DESCRIPTION OF THE TASK:
Nothing in the records below should be altered in the copy, although the pictures must be left out.

(EXCERPTED RECORDS)

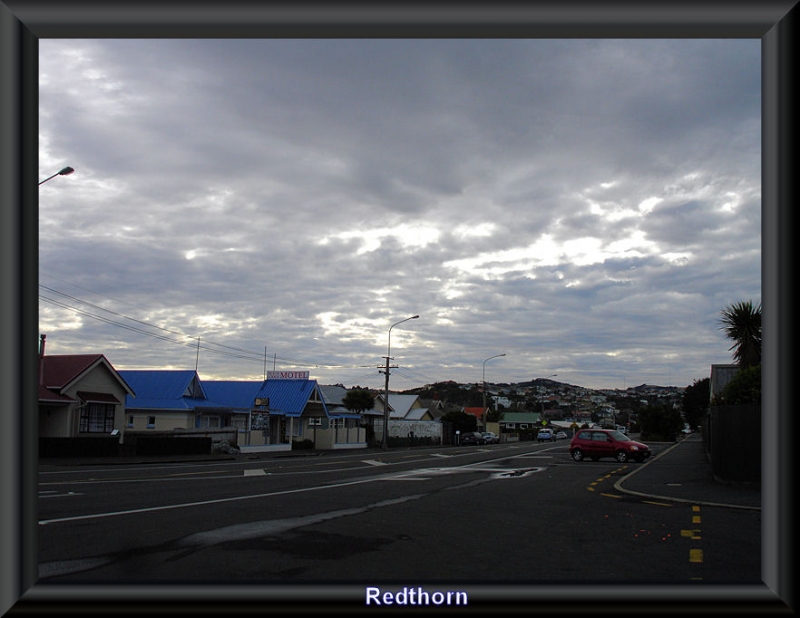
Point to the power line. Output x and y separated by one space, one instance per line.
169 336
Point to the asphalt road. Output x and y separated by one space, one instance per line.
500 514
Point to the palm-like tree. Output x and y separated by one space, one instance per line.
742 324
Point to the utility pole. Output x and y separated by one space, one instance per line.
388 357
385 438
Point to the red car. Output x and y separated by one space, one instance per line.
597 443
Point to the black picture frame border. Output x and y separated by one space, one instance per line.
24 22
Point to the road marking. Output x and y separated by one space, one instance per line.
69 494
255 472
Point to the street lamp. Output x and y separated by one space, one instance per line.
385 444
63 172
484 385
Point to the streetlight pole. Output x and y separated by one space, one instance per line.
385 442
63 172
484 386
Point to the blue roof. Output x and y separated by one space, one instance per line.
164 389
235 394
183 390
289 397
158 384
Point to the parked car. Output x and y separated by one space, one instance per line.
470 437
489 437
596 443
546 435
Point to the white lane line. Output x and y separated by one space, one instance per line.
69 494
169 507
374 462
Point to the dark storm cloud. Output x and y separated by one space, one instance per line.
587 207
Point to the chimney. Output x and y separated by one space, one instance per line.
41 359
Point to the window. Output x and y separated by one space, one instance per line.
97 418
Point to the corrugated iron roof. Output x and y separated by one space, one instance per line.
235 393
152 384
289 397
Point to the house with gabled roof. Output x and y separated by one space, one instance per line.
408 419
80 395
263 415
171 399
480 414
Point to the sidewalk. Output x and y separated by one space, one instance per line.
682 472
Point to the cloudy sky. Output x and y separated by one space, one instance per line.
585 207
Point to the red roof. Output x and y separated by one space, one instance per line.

(End EXCERPTED RECORDS)

WRITTEN ANSWER:
Point to the power line. Output x and y separated by one space, one instance per line.
169 336
Point to the asphalt road. Output x and y separated by one space, one instance per line.
500 514
Point to the palm-like tree. Output x and y separated by one space, one instance per line.
742 324
Point to the utility pole. Output x and y separated by one space, one instance per line.
388 357
385 438
Point to the red car. Output x and y separated by one space, one instance per line.
597 443
Point to the black picture frame border. Output x and y separated by one space, one instance per line.
24 22
Point to the road marking. Output x and y separated by one space, one instance per line.
69 494
255 472
Point to the street lamp. Output x and y separated by one space, one instance per line.
385 444
63 172
484 385
Point to the streetlight pole. Output x and y separated by one space, one instance per line.
385 442
63 172
484 386
Point to the blue roof. Output x and y separated by one space, one instance per line.
164 389
235 394
183 390
289 397
158 384
Point to the parked car. Output x and y separated by one space, one instance per line.
470 437
489 437
596 443
546 435
Point to the white lane line. Output x and y separated by one space, one instance per line.
69 494
169 507
374 462
Point to the dark storm cloud. Output x and y separated by one space, one instance per line.
587 207
Point to the chimney. Output x and y separated by one space, one instance per line.
41 359
Point to the window. Output x and y separated by one space, one instance per line.
97 418
Point to the corrugated iron roof. Output x and y separated by one space, one instance per line.
235 393
152 384
289 397
Point to the house with gabled roof. Output x and y separated by one space, one instance per line.
408 419
80 395
263 415
171 399
480 414
Point to the sidewalk. Output x and y separated by one space, one instance per line.
682 472
Point to the cloudy sky. Output x and y separated by one space, one instance per line.
585 207
Point to the red roof. Output x and y separated by one space, one instance per line.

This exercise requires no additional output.